┌──

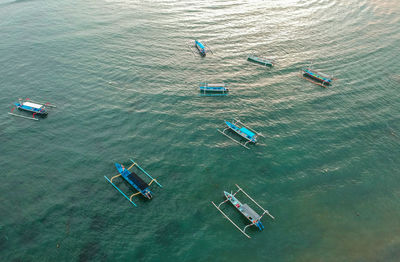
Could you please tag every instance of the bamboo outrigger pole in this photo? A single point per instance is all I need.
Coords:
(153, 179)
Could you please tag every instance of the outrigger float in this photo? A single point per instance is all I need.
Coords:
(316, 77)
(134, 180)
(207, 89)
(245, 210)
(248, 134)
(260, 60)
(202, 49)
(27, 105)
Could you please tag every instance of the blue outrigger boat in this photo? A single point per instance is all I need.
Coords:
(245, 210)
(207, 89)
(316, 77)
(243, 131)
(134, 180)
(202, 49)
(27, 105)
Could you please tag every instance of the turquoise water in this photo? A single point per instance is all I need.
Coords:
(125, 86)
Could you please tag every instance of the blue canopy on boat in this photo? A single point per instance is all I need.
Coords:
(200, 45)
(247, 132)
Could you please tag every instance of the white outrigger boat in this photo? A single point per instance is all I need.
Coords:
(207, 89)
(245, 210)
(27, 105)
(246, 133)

└──
┌──

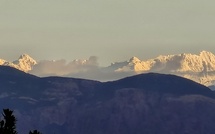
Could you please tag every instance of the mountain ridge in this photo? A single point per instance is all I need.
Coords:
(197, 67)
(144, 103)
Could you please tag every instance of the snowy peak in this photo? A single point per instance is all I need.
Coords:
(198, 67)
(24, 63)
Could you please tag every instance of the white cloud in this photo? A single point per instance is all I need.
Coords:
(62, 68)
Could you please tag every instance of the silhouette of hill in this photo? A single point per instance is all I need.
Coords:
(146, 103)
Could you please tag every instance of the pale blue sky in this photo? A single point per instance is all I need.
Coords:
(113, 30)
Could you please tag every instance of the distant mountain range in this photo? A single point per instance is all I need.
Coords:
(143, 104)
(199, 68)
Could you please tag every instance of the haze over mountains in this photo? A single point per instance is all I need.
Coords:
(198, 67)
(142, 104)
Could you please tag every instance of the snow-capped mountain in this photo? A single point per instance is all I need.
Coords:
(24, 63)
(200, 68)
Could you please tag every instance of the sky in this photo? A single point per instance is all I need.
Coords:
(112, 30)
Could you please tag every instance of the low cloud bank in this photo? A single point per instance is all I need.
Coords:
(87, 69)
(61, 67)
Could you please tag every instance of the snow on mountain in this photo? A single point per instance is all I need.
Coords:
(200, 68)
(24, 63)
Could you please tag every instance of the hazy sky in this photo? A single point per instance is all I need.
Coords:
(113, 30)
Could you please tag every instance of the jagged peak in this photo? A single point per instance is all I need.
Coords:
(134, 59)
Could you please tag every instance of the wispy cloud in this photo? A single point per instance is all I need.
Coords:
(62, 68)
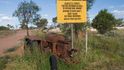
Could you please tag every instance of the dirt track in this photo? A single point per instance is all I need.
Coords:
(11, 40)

└──
┌──

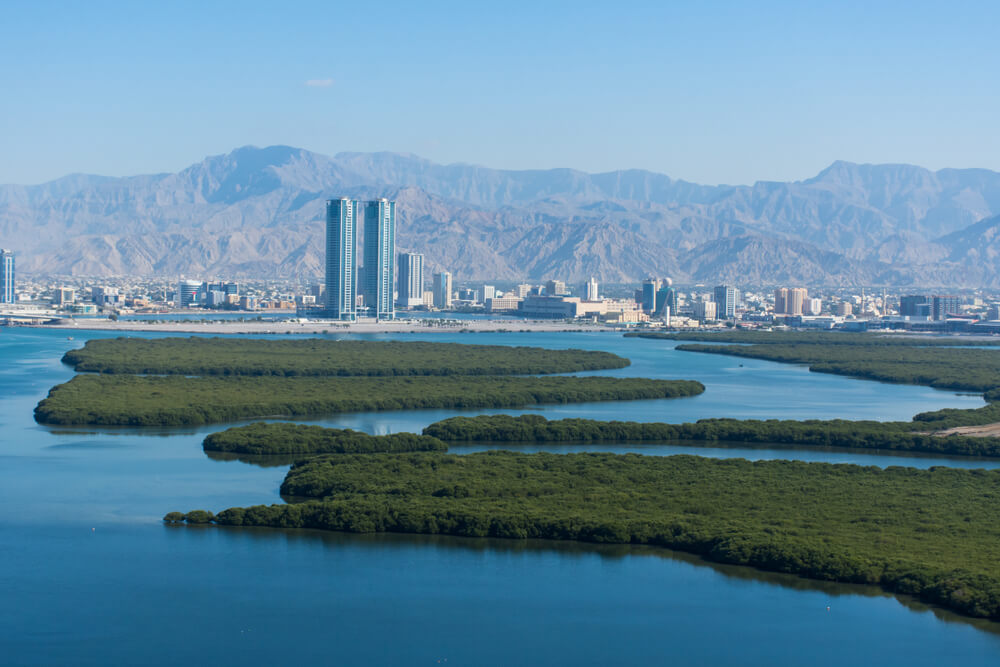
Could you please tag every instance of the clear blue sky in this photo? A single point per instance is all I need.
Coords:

└──

> **Task details**
With the line holding "Could you please tag every instance of the bamboo" as the first and the line holding "Could you please tag every instance of the outrigger" as the last, set down that range of the entries above exactly, and nothing else.

> **Exercise output**
Could you please tag every instance of the bamboo outrigger pole in this photo? A single point per instance is all I need.
Coords:
(153, 179)
Could you please tag every instance of the outrigger float in this photo? A single point per instance is all I need.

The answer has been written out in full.